- _Task instructions_
Write out every line of the records below as a JSON list of strings, one string per line, skipping blank lines. Leave the pictures out of the list.

....

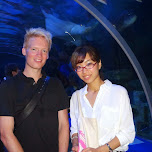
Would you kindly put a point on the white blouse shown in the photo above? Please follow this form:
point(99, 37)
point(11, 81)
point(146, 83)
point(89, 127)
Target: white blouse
point(111, 109)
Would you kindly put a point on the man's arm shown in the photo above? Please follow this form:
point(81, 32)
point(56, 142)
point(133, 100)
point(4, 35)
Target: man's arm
point(7, 136)
point(63, 130)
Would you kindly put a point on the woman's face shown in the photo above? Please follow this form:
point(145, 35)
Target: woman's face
point(88, 70)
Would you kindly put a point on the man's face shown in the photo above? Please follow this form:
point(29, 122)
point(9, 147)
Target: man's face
point(36, 52)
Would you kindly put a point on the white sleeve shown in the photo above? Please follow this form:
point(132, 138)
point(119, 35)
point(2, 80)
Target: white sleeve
point(126, 134)
point(74, 114)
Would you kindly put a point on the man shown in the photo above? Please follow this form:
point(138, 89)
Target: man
point(46, 129)
point(11, 70)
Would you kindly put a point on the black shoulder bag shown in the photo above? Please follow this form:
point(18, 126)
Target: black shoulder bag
point(32, 104)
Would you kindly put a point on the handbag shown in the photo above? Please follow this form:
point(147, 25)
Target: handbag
point(32, 104)
point(88, 130)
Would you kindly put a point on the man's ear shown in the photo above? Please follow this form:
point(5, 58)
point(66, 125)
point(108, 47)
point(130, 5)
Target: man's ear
point(100, 65)
point(24, 51)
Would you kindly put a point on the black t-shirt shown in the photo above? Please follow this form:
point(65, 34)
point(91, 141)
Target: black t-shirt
point(39, 132)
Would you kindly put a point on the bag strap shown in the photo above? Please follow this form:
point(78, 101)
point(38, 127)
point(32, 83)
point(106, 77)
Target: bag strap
point(79, 104)
point(32, 104)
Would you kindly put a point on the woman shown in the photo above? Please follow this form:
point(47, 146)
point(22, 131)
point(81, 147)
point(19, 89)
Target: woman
point(108, 104)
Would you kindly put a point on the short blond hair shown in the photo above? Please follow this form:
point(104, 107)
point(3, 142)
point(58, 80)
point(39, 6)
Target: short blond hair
point(37, 32)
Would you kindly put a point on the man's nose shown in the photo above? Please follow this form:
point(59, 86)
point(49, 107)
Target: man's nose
point(39, 52)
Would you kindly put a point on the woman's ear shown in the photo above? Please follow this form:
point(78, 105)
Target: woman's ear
point(23, 51)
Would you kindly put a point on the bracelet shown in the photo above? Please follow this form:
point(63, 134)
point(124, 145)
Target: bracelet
point(73, 137)
point(110, 149)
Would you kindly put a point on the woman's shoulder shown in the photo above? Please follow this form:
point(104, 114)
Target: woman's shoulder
point(118, 88)
point(79, 91)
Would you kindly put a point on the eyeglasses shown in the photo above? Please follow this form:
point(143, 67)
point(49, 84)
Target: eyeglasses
point(88, 66)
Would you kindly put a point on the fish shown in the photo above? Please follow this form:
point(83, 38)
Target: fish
point(124, 20)
point(103, 1)
point(59, 27)
point(67, 30)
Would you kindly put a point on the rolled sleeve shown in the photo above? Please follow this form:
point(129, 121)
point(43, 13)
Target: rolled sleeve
point(126, 134)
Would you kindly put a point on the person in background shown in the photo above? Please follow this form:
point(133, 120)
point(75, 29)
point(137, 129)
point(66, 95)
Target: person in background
point(11, 69)
point(107, 103)
point(47, 127)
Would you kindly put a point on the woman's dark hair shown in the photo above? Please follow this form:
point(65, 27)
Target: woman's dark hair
point(80, 52)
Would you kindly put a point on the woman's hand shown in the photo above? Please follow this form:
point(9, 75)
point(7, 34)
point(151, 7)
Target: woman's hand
point(75, 148)
point(103, 148)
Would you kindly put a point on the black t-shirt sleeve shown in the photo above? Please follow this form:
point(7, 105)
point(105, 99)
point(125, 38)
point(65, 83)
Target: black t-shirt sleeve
point(63, 98)
point(6, 98)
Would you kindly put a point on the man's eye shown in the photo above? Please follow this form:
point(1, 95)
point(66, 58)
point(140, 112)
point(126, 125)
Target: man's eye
point(45, 51)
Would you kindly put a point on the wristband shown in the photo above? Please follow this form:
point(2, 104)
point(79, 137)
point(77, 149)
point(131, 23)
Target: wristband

....

- _Response to this exercise_
[
  "Would you kindly put a point on the white blouse shown in the photo above? Please follow this form:",
  "point(99, 37)",
  "point(11, 81)",
  "point(146, 83)",
  "point(89, 127)",
  "Target: white blouse",
  "point(111, 109)",
  "Would you kindly put a point on the man's arm shown in the photo above? Please follow this form:",
  "point(81, 32)",
  "point(56, 142)",
  "point(133, 100)",
  "point(4, 35)",
  "Target: man's arm",
  "point(7, 136)",
  "point(63, 130)",
  "Would you kindly put a point on the woman's face shown in the photo above? Please follow this form:",
  "point(145, 35)",
  "Target: woman's face",
  "point(88, 70)",
  "Would you kindly put a point on the man's face shown in the photo above? Please follow this form:",
  "point(29, 122)",
  "point(9, 147)",
  "Target: man's face",
  "point(36, 52)",
  "Would you kindly put a point on the white sleeve shown in the photo above? Please follow this form:",
  "point(132, 138)",
  "point(119, 35)",
  "point(2, 80)",
  "Target: white sleeve",
  "point(126, 134)",
  "point(74, 114)",
  "Would you kindly put a point on the man shown in the photo above? Please follow this form:",
  "point(138, 89)",
  "Target: man",
  "point(46, 129)",
  "point(11, 70)",
  "Would you kindly put a point on the black shoulder bag shown in the photo above? Please follow this form:",
  "point(18, 126)",
  "Target: black shoulder bag",
  "point(32, 104)",
  "Would you kindly put a point on the handbag shown in the photo above? Please follow this form:",
  "point(147, 25)",
  "Target: handbag",
  "point(32, 104)",
  "point(88, 130)",
  "Would you kindly put a point on the man's ear shown in the photo above? Please follow this form:",
  "point(5, 58)",
  "point(66, 125)",
  "point(108, 47)",
  "point(130, 5)",
  "Target: man's ear",
  "point(100, 65)",
  "point(24, 51)",
  "Would you kindly put a point on the black t-shirt shown in the photo above? Please follow this form:",
  "point(65, 34)",
  "point(91, 141)",
  "Target: black t-shirt",
  "point(39, 132)",
  "Would you kindly put a point on the bag strap shown in the photo above? Please follow this form:",
  "point(78, 101)",
  "point(38, 127)",
  "point(32, 83)",
  "point(106, 77)",
  "Target: bag strap",
  "point(79, 104)",
  "point(32, 104)",
  "Would you kindly put a point on the woman shown in the photo above? Please follow this form:",
  "point(47, 146)",
  "point(22, 131)",
  "point(81, 147)",
  "point(19, 89)",
  "Target: woman",
  "point(108, 104)",
  "Would you kindly put a point on the short blond hair shown in the photo above? Please follow this form:",
  "point(104, 107)",
  "point(3, 142)",
  "point(58, 80)",
  "point(39, 6)",
  "Target: short blond hair",
  "point(37, 32)",
  "Would you kindly put a point on the man's nose shown in the photo above? Please follow this form:",
  "point(59, 86)",
  "point(49, 107)",
  "Target: man's nose",
  "point(39, 52)",
  "Would you kindly put a point on the woman's ear shown in the photo above? Please follow this form:",
  "point(78, 105)",
  "Target: woman's ear",
  "point(23, 51)",
  "Would you kindly put a point on the bracelet shown in the photo above? Please follow this form:",
  "point(63, 134)",
  "point(124, 145)",
  "Target: bracelet",
  "point(73, 137)",
  "point(110, 149)",
  "Would you kindly put a point on the woman's shoulder shown in the photo above? Please follow this form:",
  "point(104, 114)",
  "Target: woman's shoulder",
  "point(118, 88)",
  "point(79, 91)",
  "Would you kindly put a point on the eyeglasses shown in the photo above? Please follow this form:",
  "point(143, 67)",
  "point(49, 84)",
  "Target: eyeglasses",
  "point(88, 66)",
  "Would you kindly put a point on the fish shown in the photo above? Please follow this form:",
  "point(83, 38)",
  "Target: fish",
  "point(124, 20)",
  "point(103, 1)",
  "point(59, 27)",
  "point(67, 30)",
  "Would you kindly put a point on the rolled sleeve shown in the photo above? Please follow this form:",
  "point(129, 121)",
  "point(43, 13)",
  "Target: rolled sleeve",
  "point(126, 134)",
  "Would you kindly put a point on the person in background shown in the photo above? Please follow this form:",
  "point(133, 120)",
  "point(75, 29)",
  "point(137, 129)",
  "point(66, 95)",
  "Target: person in background",
  "point(11, 69)",
  "point(107, 103)",
  "point(47, 127)",
  "Would you kindly put a point on the woman's dark hair shown in the photo above? Please follow this form:",
  "point(65, 27)",
  "Target: woman's dark hair",
  "point(80, 52)",
  "Would you kindly put a point on the woman's hand shown in the photo above? Please follow this form:",
  "point(9, 75)",
  "point(7, 34)",
  "point(151, 7)",
  "Target: woman's hand",
  "point(75, 148)",
  "point(103, 148)",
  "Would you kindly put a point on the black t-shirt sleeve shown in the photo above? Please follow this form:",
  "point(7, 105)",
  "point(105, 99)",
  "point(125, 38)",
  "point(65, 83)",
  "Target: black t-shirt sleeve",
  "point(63, 98)",
  "point(6, 98)",
  "Would you kindly put a point on the man's eye shown in the photo above? Please follow this form:",
  "point(1, 95)",
  "point(66, 58)",
  "point(140, 112)",
  "point(126, 125)",
  "Target: man's eye",
  "point(45, 51)",
  "Would you kindly put a point on the wristband shown in the photo above? Please follow this form:",
  "point(2, 104)",
  "point(79, 137)",
  "point(77, 149)",
  "point(131, 23)",
  "Target: wristband"
]